*** Opening of Provided records ***
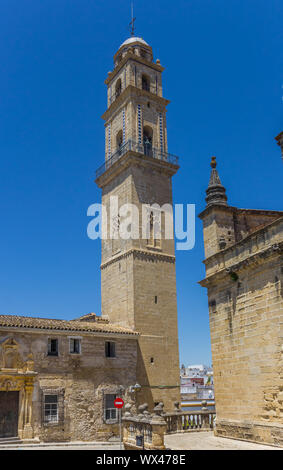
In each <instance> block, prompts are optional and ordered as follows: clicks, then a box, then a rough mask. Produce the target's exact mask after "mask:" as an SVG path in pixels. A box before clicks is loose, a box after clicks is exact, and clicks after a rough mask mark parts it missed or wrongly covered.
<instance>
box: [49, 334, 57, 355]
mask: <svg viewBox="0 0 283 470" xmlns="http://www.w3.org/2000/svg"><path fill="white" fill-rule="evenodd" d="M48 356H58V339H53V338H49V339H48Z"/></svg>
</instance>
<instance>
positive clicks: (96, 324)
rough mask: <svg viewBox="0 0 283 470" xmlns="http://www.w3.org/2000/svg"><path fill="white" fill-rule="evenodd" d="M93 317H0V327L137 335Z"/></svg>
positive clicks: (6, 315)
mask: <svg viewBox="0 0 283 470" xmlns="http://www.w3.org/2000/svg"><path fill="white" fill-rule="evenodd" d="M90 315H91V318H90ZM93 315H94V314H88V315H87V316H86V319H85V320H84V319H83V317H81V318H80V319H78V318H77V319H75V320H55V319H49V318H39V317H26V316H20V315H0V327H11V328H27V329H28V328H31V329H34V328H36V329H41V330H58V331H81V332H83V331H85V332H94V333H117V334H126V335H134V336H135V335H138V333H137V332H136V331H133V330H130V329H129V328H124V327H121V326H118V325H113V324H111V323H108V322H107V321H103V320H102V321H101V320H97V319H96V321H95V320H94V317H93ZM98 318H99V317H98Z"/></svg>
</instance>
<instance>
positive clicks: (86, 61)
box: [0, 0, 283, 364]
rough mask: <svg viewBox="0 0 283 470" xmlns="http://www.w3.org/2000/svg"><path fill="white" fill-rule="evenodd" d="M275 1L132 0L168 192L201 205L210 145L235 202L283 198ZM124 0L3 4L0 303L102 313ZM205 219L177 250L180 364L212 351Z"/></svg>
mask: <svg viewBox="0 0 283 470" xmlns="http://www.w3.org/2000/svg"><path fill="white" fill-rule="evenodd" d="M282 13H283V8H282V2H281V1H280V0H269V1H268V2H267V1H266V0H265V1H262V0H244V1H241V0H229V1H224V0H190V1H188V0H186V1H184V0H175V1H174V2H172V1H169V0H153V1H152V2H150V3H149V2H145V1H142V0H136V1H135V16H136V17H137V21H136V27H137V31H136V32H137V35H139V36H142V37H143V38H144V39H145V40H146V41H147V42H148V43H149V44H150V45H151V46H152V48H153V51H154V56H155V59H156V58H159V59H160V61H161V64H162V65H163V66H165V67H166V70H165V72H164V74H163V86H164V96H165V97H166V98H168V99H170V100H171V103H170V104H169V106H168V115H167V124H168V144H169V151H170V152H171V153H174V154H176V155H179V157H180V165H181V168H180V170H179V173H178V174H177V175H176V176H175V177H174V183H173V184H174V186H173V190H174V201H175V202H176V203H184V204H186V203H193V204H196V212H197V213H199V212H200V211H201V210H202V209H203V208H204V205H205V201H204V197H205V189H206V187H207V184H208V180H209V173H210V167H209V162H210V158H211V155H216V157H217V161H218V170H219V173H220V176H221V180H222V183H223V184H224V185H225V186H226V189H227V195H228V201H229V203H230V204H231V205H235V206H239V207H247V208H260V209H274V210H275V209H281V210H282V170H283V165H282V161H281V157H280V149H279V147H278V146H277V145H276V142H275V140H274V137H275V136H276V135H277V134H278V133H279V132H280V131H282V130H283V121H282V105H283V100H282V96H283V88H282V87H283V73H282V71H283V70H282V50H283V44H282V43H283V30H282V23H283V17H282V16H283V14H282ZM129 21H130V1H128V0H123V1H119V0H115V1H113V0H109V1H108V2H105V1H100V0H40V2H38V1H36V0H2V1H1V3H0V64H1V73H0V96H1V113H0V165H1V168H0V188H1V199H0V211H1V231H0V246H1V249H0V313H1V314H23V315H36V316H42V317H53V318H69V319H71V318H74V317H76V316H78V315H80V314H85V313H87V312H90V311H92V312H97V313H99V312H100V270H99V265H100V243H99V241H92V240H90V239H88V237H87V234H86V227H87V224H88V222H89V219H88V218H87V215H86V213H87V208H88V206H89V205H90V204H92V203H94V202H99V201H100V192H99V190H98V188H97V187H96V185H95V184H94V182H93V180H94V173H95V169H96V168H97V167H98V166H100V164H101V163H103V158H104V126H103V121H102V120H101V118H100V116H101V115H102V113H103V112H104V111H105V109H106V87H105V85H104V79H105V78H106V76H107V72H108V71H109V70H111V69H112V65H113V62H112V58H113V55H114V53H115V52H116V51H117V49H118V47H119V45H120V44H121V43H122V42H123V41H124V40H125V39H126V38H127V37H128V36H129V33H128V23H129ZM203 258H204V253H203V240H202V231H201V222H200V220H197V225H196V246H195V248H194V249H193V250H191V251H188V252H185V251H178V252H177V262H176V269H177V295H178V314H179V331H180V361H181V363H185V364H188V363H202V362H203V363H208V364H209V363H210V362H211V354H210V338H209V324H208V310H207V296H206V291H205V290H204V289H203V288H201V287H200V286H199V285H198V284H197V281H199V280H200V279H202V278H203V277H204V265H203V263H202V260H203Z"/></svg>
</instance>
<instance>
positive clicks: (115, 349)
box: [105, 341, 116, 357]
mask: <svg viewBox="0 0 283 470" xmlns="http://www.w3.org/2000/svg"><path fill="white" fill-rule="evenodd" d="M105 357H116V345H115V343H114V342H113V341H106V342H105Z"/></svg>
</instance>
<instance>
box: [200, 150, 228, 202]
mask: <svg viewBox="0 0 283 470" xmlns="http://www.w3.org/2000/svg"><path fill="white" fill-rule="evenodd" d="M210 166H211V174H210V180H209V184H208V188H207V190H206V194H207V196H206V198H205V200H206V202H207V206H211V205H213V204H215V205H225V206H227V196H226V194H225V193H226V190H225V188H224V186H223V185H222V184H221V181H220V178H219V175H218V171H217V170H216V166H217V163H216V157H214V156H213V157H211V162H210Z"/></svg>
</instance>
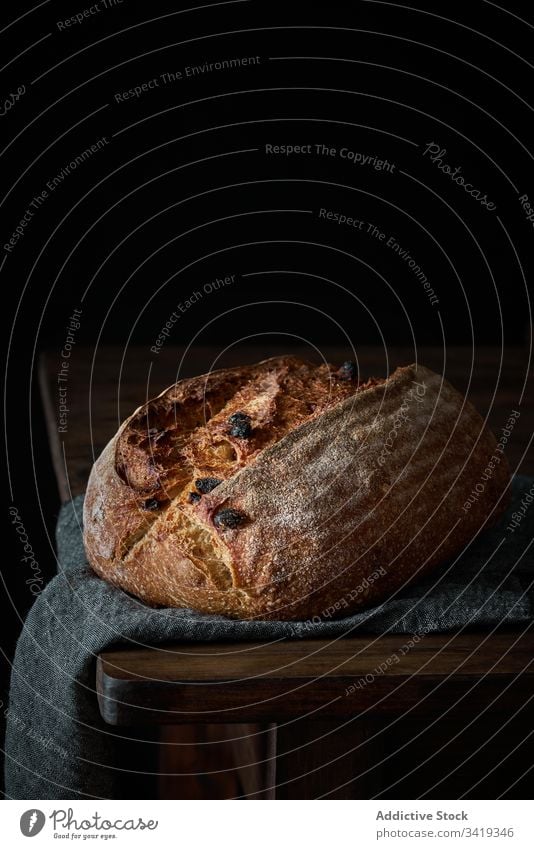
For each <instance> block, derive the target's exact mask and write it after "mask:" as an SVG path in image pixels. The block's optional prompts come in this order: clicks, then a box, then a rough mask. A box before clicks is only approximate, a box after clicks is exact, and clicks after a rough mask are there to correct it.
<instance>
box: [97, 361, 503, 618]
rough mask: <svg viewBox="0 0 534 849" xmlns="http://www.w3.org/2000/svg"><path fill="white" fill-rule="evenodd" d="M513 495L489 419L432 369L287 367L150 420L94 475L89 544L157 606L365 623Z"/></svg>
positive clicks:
*** Close of Provided records ***
*** Opening of Provided records ***
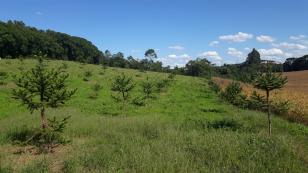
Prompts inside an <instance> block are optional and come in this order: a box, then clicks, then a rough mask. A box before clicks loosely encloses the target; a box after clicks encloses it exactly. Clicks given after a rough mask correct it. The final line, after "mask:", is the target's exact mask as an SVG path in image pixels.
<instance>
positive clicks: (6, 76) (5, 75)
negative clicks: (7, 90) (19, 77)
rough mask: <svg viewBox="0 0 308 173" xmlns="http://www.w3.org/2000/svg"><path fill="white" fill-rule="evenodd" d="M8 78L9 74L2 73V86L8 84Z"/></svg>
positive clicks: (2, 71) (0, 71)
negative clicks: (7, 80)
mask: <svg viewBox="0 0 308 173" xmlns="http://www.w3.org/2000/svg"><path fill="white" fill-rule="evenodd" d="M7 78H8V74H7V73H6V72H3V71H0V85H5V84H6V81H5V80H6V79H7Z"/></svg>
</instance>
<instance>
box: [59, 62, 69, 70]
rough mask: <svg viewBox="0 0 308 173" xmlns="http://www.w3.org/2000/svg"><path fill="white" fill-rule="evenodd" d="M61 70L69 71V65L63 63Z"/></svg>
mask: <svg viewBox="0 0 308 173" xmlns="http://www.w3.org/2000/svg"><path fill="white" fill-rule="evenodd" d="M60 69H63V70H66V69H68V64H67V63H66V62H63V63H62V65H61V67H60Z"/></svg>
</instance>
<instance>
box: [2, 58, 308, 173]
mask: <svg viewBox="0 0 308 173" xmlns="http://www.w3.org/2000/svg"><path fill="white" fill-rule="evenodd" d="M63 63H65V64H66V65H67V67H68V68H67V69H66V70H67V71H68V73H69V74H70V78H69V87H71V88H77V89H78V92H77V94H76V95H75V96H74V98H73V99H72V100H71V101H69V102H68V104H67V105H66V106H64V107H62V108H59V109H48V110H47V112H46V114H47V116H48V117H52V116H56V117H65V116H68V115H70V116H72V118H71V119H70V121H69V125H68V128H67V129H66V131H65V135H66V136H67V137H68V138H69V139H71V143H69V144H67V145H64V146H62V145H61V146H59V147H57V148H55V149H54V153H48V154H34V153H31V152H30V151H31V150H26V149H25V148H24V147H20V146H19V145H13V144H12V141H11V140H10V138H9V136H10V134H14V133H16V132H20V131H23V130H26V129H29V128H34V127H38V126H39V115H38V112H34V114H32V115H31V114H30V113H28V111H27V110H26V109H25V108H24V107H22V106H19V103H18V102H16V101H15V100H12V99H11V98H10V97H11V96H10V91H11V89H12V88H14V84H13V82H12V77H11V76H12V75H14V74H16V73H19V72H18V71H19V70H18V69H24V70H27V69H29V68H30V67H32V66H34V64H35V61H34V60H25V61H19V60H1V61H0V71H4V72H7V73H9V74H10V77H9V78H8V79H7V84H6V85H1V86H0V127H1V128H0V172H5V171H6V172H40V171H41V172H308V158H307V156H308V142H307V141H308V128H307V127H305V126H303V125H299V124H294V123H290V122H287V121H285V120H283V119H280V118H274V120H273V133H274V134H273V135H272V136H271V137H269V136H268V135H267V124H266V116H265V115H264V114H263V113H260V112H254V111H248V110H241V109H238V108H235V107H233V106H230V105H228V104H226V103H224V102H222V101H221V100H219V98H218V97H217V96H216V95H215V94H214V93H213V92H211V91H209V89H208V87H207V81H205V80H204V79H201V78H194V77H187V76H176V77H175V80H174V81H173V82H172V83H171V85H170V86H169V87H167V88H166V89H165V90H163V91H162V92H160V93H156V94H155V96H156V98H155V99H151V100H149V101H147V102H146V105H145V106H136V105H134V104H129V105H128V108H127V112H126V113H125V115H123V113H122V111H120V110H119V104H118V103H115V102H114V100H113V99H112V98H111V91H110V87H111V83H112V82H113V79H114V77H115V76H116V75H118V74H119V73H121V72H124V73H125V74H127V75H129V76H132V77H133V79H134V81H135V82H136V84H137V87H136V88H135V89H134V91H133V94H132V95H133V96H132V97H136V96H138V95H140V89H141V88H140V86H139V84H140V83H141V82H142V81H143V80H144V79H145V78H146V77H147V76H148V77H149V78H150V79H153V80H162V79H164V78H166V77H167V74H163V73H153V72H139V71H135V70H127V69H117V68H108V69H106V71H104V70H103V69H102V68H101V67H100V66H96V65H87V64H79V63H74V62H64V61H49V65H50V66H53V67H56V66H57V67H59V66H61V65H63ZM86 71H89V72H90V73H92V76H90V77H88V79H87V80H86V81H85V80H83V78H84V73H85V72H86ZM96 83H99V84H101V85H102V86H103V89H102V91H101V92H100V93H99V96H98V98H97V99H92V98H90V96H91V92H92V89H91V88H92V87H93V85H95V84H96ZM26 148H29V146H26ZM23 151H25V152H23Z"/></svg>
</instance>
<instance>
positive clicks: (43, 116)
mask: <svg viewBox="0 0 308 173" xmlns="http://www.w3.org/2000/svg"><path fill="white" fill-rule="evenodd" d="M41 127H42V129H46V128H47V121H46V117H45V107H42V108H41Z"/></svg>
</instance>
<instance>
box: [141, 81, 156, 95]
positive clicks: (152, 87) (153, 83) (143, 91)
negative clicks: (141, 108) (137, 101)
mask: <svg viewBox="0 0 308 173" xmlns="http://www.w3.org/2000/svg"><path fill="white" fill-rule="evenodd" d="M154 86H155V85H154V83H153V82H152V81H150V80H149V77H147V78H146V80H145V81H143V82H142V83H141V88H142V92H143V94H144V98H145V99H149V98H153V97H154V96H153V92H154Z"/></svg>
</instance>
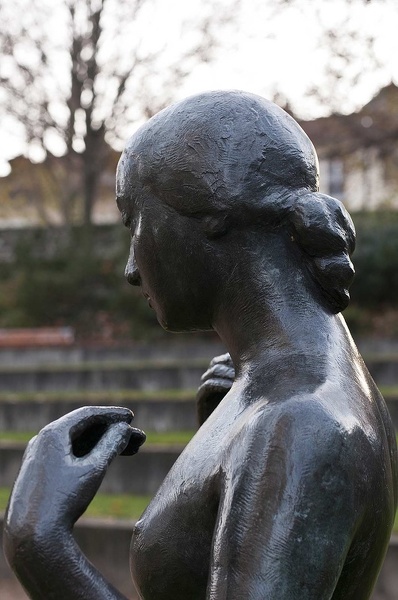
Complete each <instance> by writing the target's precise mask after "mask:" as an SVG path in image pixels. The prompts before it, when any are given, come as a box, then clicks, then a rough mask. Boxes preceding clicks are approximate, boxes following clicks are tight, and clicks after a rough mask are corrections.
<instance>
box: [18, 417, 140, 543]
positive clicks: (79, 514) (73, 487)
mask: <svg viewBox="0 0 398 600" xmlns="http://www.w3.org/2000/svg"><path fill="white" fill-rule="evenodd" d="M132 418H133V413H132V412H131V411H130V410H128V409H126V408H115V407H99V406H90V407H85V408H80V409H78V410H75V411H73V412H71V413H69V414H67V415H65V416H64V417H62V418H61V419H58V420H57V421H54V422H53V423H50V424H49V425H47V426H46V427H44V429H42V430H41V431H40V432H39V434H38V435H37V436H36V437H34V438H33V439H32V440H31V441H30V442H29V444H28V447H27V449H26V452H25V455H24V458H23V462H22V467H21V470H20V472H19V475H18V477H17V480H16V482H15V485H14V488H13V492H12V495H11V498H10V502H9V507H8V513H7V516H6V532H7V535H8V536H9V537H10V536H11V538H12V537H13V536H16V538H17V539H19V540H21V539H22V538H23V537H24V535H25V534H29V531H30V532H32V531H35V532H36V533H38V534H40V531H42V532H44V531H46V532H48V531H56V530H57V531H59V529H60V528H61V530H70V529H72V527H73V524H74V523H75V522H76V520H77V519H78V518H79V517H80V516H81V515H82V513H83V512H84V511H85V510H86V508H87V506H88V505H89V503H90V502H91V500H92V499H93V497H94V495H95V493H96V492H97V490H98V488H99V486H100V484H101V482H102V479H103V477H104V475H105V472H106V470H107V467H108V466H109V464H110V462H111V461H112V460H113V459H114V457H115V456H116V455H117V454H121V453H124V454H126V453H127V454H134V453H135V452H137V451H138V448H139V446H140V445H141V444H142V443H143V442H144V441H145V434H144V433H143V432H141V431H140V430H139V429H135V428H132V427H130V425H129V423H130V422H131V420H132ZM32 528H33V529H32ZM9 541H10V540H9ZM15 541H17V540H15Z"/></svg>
*** Close of Provided records ***
## What you will do
What do the lines above say from the one containing "For each <instance>" down to the one containing "box: [97, 361, 503, 618]"? Return them exactly, both end lines included, and only them.

## Response to this task
For each <instance> block, derive the target's exact mask and write it after "mask:" as an SVG path in image pixels. The block's optional prompts come in this order: clicks, then a box, then a rough mask. A box before clicks is only approximate, a box after clicks is exact, and clicks after a rough mask are there to correct it.
<instance>
box: [97, 361, 503, 618]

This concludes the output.